Определите, согласуются ли с текстом о массовых обществах три утверждения: (а) общества третьего типа можно назвать индустриальными, если считать промышленность основным способом производства материальных ценностей; (б) развитие индустрии вызвало переселение людей из городов в сельскую местность; (в) С. Московичи — немецкий специалист по социальной психологии. На каждое ответьте «да» или «нет» и приведите точную решающую цитату из текста.

## [ТЕКСТ ДЛЯ ЧТЕНИЯ]
---

После всего того, что мы узнали о сегментарных и стратификационных обществах, уходящих своими корнями в далекое прошлое человечества; полезно будет сказать несколько слов о главных особенностях тех обществ, в которых живет человек нового времени и которые в своем развитии устремлены в будущее. Общества этого третьего типа можно назвать индустриальными, если рассматривать промышленность в качестве того основного способа производства материальных ценностей, которое так или иначе определяет лицо всей их экономики. Если же поставить во главу угла всю ту сумму социально-психологических феноменов, которая охватывается понятием «человеческий фактор», то эти общества нового типа точнее всего могут быть названы массовыми обществами.

Хорошо известно, что становление и дальнейшее развитие индустрии повлекло за собой во всем мире мощный поток переселения людей из  сельской местности в городские промышленные центры. Этот процесс, ощутимо приблизивший крушение многочисленных сегментарных обществ, положил начало быстрому росту разнородных внутри себя скоплений людей, не подвластных каким-либо традиционным, устоявшимся правилам общежития. Вот как описывает эту ситуацию автор книги «Век толп», известный французский специалист по социальной психологии С. Московичи [1996]; «Вырванные из родных мест, из своей почвы люди, собранные в нестабильные городские конгломераты, становились массой.  С переходом от традиции к модернизму на рынок выбрасывается множество анонимных индивидов, социальных атомов, лишенных связи между собой».

---

## [СОХРАНЕННЫЕ ДАННЫЕ]
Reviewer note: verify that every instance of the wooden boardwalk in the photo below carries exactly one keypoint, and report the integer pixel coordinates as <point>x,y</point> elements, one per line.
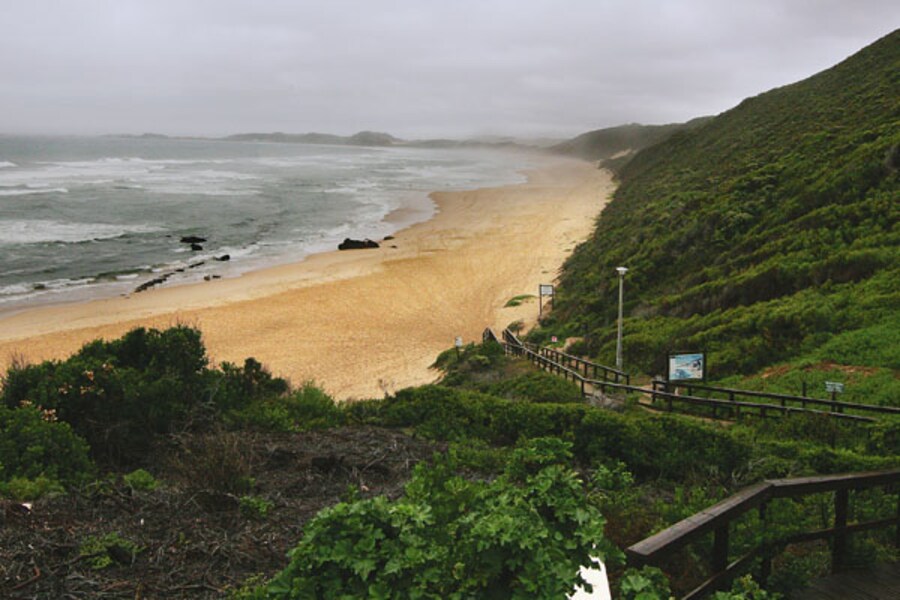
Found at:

---

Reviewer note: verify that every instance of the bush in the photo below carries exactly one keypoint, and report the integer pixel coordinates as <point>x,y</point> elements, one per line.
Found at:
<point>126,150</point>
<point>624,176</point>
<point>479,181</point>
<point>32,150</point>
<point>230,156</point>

---

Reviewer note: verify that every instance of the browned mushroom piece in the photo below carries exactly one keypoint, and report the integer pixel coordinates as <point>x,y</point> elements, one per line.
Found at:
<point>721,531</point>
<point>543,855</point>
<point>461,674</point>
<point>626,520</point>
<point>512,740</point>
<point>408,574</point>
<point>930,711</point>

---

## [РЕШЕНИЕ ЗАДАНИЯ]
(а) Да: «Общества этого третьего типа можно назвать индустриальными, если рассматривать промышленность в качестве того основного способа производства материальных ценностей».
(б) Нет: «в городские промышленные центры».
(в) Нет: «известный французский специалист по социальной психологии».